+++ Selected passage +++

Thanks professional 1

In regards to the lease, I do have a lease and it does state that the rent is inclusive of all the bills. however, its just a paper that could be bought from any stationary and if the immigration officer or judge wants to be suspicious, he wont have any difficulties.

in regards to the cash payments, I do have a good record of cash in and then out enough to justify a living

I am still worry, because if they are suspicious by nature they will enjoy my case a lot

A


Well, If you already have the above documents regarding the lease, the bank savings records, cash payment records you should not be worried. The lease contract is valid for use in court in case of any dispute happens between the renter and the landlord as it has the terms and conditions and the signature of both of you.

Moreover, each month that you have paid must have a receipt issued and given to you, which you are going to provide with your application in case they have any doubts about it. At the other end, each monthly lease payment "in cash" should show the same amount exactly withdrawn from your bank account to be paid on time.

+++ Data listing +++

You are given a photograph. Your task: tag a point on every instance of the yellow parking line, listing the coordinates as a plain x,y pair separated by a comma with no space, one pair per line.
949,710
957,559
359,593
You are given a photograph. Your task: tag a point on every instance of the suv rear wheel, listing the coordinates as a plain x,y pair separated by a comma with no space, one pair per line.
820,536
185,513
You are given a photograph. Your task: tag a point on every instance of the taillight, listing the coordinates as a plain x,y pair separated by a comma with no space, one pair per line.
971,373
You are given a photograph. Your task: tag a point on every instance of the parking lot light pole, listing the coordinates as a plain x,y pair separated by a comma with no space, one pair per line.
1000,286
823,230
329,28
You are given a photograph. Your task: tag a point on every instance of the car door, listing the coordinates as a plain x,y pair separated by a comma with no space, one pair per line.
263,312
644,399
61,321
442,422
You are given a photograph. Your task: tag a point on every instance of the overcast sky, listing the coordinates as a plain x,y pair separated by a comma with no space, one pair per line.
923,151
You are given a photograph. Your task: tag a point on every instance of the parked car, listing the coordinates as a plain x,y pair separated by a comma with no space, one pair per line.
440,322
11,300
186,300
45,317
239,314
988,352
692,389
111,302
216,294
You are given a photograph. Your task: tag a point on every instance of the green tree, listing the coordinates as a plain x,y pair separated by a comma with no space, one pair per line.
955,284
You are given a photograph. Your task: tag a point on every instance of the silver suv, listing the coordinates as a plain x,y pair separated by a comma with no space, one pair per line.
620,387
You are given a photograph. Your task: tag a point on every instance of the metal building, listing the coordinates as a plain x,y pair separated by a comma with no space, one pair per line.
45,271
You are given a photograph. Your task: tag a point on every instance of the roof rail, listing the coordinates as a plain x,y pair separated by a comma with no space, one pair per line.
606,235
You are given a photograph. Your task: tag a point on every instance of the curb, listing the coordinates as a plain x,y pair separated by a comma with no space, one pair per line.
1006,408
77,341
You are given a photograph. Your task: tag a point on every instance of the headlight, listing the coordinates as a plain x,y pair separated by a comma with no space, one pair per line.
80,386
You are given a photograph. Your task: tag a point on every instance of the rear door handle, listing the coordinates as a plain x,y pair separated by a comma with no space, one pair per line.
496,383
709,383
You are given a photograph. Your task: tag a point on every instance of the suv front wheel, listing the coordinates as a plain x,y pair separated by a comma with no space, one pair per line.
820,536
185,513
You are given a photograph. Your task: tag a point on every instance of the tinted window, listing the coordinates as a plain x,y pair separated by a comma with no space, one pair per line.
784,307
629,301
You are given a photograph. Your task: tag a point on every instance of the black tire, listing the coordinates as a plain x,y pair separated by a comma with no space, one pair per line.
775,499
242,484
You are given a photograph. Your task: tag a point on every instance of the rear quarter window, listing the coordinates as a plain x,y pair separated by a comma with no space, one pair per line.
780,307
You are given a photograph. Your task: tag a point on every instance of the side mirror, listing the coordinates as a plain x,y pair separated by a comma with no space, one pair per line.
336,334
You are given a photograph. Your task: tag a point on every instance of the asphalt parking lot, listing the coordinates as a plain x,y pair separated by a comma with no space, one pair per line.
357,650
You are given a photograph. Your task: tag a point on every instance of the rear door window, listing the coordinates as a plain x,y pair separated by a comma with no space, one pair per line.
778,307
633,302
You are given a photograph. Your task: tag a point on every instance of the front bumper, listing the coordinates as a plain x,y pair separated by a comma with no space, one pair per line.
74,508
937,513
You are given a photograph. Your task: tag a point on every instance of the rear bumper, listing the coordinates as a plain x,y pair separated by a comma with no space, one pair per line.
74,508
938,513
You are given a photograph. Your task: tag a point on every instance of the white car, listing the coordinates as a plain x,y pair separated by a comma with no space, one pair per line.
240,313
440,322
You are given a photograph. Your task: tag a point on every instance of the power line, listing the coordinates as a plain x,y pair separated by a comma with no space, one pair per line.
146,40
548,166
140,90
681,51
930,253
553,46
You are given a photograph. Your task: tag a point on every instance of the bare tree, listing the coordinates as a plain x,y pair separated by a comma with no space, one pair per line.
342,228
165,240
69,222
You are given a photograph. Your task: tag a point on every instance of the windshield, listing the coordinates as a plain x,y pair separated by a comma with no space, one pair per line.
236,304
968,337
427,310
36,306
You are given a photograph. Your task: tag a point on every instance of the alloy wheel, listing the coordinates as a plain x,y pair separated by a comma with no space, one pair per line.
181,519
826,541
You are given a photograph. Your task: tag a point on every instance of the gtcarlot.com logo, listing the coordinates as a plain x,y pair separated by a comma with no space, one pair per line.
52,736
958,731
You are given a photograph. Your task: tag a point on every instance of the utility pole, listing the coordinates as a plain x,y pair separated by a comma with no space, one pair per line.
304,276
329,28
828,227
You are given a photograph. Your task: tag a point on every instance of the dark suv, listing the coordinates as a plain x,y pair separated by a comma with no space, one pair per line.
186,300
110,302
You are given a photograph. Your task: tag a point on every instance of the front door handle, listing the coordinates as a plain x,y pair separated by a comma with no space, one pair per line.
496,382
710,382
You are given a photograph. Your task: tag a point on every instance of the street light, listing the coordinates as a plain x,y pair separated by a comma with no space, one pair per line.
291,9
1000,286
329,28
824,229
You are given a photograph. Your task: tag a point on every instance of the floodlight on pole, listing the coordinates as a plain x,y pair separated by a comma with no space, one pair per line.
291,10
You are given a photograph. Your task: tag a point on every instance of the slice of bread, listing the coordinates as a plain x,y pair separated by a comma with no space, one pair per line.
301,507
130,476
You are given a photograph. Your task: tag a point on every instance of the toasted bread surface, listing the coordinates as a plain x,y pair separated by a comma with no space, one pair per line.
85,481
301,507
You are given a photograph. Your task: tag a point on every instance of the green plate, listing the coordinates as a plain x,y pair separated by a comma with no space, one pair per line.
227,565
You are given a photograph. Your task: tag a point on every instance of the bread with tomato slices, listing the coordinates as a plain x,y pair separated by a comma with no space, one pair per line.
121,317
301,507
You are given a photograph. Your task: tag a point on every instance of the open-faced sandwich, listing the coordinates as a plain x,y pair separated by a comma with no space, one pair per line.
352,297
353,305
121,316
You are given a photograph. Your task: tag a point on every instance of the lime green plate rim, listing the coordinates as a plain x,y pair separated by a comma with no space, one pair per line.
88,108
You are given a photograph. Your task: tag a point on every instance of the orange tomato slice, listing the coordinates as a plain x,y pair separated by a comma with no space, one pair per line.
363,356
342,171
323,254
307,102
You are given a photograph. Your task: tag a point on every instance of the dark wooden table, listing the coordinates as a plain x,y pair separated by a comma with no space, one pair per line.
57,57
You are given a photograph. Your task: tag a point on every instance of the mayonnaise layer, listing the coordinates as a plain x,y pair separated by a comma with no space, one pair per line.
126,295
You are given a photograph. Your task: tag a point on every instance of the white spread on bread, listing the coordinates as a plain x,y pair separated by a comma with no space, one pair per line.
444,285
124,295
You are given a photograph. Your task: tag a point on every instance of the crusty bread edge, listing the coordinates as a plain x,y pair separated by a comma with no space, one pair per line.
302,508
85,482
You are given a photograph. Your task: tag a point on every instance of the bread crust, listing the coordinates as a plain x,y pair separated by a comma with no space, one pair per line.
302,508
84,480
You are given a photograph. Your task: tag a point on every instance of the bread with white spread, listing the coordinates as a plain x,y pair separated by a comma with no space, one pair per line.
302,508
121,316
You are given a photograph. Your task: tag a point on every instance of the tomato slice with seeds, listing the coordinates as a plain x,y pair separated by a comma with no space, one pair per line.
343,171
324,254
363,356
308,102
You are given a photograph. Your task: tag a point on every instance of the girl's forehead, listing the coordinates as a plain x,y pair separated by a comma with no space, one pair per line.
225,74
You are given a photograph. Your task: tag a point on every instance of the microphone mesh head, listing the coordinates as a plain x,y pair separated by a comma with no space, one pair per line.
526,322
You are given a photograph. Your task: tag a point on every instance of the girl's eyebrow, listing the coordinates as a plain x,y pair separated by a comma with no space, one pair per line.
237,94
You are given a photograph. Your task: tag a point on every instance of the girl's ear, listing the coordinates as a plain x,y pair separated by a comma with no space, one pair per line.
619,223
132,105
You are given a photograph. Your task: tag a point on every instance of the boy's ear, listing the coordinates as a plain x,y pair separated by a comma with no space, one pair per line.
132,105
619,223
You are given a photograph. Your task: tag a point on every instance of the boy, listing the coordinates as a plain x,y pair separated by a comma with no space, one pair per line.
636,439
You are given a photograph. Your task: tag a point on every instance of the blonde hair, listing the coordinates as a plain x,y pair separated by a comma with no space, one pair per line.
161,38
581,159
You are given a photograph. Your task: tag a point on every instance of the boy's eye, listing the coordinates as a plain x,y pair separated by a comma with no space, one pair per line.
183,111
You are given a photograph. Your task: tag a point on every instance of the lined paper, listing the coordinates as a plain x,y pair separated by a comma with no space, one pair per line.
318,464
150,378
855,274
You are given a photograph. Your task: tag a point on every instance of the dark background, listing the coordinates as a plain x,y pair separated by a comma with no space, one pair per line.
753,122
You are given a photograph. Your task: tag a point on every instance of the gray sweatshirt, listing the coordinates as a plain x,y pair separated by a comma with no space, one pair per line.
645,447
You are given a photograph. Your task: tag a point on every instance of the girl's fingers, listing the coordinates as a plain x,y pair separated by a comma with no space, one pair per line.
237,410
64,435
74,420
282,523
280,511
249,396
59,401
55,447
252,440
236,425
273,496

+++

Written problem 1 »
In the lease discussion, what does the lease say about the rent?
Written problem 2 »
Decide whether each statement agrees with the lease discussion, answering yes or no and quoting the words that settle it: (a) The reply says the lease contract can be used in court. (b) The first writer has no record of cash payments. (c) The reply says each cash lease payment should match an amount withdrawn from the bank account.
Written problem 3 »
Please write a continuation of the lease discussion, starting after its final sentence.

Expected output 1 »
It says the rent is inclusive of all the bills.

Expected output 2 »
(a) Yes: "The lease contract is valid for use in court in case of any dispute happens between the renter and the landlord"
(b) No: "I do have a good record of cash in and then out enough to justify a living"
(c) Yes: "each monthly lease payment "in cash" should show the same amount exactly withdrawn from your bank account to be paid on time"

Expected output 3 »
One more point will apply to you "if you live in Ontario" is the Tax assessment notice issued by Canada revenue agency. I assume that you have been filing for your tax regularly since you came to Canada even if you have not done any kind of job in Canada. Therefore, your notice of assessment issued by Canada revenue agency must show the rent expenses that you have claimed "proved by the receipts you received from the landlord" and the refunds you have got for them.


If you have all of the above documents and any more ones that can support your case, you should not be worried at all. Even if it takes them longer than usual, they will eventually end up granting you citizenship after they verify your case.


Good luck.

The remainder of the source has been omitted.